## EXTRACT TO READ
········

FAQ

Here you can find a list of frequently asked questions about JUSUF:

General FAQ

How to generate and upload ssh keys?

In order to access the JSC computer systems you need to generate a SSH key pair. This pair consists of a public and a private part.

Please follow the following links to the system specifc support pages to receive information how to generate your SSH key pair and how to manage your SSH connections in general:

SSH access information

My job failed with “Transport retry count exceeded”

Ocassionally, a job might fail with a message like ib_mlx5_log.c:145 Transport retry count exceeded on mlx5_1:1/IB (synd 0x15 vend 0x81 hw_synd 0/0). What this means is that the network adapter has been trying to successfully transmit a package, but has failed to do so. The reasons can be various:

Fabric congestion. Unfortunately, under some circumstances the fabric might become temporarily congested, forcing the adapters to retransmit. If the congestion lasts long enough, the maximum number of retries might be reached. At that point, the application will crash with the mentioned error.
Fabric changes. Big changes in the fabric (like removing racks from production to be serviced) temporarily affect the routing tables of all switches in the fabric. If your packages are being transmited by links that are affected by this modifications, there is a slight chance that the maximum number of retries is reached, and that the application crashes.

········

## EXERCISE INSTRUCTIONS
1. In the JUSUF FAQ, what two parts make up an SSH key pair?
2. Rewrite the part of the JUSUF FAQ from "Fabric congestion. Unfortunately, under" up to and including "the application crashes.", swapping "adapters" for "network cards".

········

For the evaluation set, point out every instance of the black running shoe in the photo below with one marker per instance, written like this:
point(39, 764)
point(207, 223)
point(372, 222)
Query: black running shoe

········

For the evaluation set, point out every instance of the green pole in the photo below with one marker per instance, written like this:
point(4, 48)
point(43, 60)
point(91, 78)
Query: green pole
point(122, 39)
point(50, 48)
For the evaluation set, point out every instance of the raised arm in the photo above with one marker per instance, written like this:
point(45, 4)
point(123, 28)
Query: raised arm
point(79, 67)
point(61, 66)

········

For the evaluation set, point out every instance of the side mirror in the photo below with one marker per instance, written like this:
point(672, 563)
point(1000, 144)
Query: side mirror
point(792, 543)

········

## TASK-BY-TASK SOLUTIONS
1. A public part and a private part.

2.
Fabric congestion. Unfortunately, under some circumstances the fabric might become temporarily congested, forcing the network cards to retransmit. If the congestion lasts long enough, the maximum number of retries might be reached. At that point, the application will crash with the mentioned error.
Fabric changes. Big changes in the fabric (like removing racks from production to be serviced) temporarily affect the routing tables of all switches in the fabric. If your packages are being transmited by links that are affected by this modifications, there is a slight chance that the maximum number of retries is reached, and that the application crashes.